▶ _Instructions to follow_
Show each line of the entries below that contains the word "ceramic". Letter case counts.

____ Data to use

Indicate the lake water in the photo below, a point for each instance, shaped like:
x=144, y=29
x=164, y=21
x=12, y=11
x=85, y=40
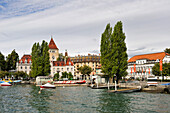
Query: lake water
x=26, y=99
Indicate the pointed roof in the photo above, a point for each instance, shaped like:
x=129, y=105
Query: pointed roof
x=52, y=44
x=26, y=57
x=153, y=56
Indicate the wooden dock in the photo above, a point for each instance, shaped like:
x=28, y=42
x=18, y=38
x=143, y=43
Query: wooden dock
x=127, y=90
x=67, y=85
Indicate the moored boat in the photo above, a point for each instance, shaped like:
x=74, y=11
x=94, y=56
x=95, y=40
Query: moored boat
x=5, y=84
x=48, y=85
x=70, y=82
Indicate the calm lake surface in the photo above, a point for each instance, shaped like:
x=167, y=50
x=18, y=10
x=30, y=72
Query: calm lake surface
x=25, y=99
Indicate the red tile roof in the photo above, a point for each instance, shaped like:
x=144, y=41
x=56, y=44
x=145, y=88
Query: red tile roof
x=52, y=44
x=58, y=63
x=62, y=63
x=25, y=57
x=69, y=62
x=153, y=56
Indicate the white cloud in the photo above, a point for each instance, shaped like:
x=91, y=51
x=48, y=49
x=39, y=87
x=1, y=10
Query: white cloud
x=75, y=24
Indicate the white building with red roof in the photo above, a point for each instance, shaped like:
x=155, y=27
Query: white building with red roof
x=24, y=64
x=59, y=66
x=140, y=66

________
____ Data to use

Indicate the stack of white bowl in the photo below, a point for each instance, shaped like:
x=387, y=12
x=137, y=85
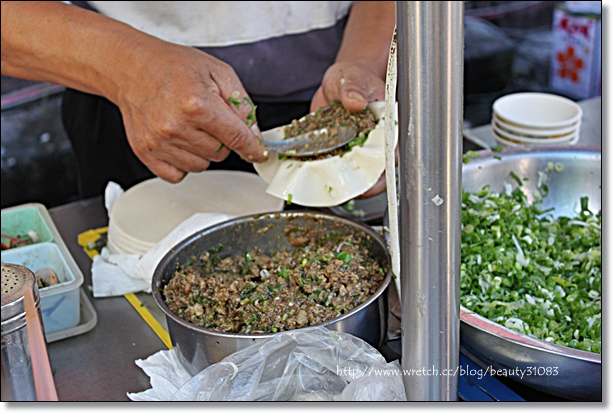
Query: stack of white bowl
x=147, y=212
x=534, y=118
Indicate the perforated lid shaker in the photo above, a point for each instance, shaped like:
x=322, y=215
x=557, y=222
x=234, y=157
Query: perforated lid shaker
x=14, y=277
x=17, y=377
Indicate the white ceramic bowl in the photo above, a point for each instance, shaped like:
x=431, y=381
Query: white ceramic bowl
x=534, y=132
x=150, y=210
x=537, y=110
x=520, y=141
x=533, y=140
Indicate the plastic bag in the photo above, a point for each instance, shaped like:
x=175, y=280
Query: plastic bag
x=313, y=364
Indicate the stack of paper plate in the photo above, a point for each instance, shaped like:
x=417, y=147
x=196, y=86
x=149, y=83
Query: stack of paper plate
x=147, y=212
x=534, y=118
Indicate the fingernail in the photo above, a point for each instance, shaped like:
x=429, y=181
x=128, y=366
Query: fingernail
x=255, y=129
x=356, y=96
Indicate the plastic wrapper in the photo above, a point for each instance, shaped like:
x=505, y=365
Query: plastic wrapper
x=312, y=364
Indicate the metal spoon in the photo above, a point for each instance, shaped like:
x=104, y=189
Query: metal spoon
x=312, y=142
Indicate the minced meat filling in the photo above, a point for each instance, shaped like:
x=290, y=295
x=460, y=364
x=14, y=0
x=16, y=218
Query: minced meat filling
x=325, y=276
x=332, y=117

________

▶ _Correct answer_
Indicate the white ceramic bowl in the photo above, a point for each instance, shaped like:
Query: white ceramic bowl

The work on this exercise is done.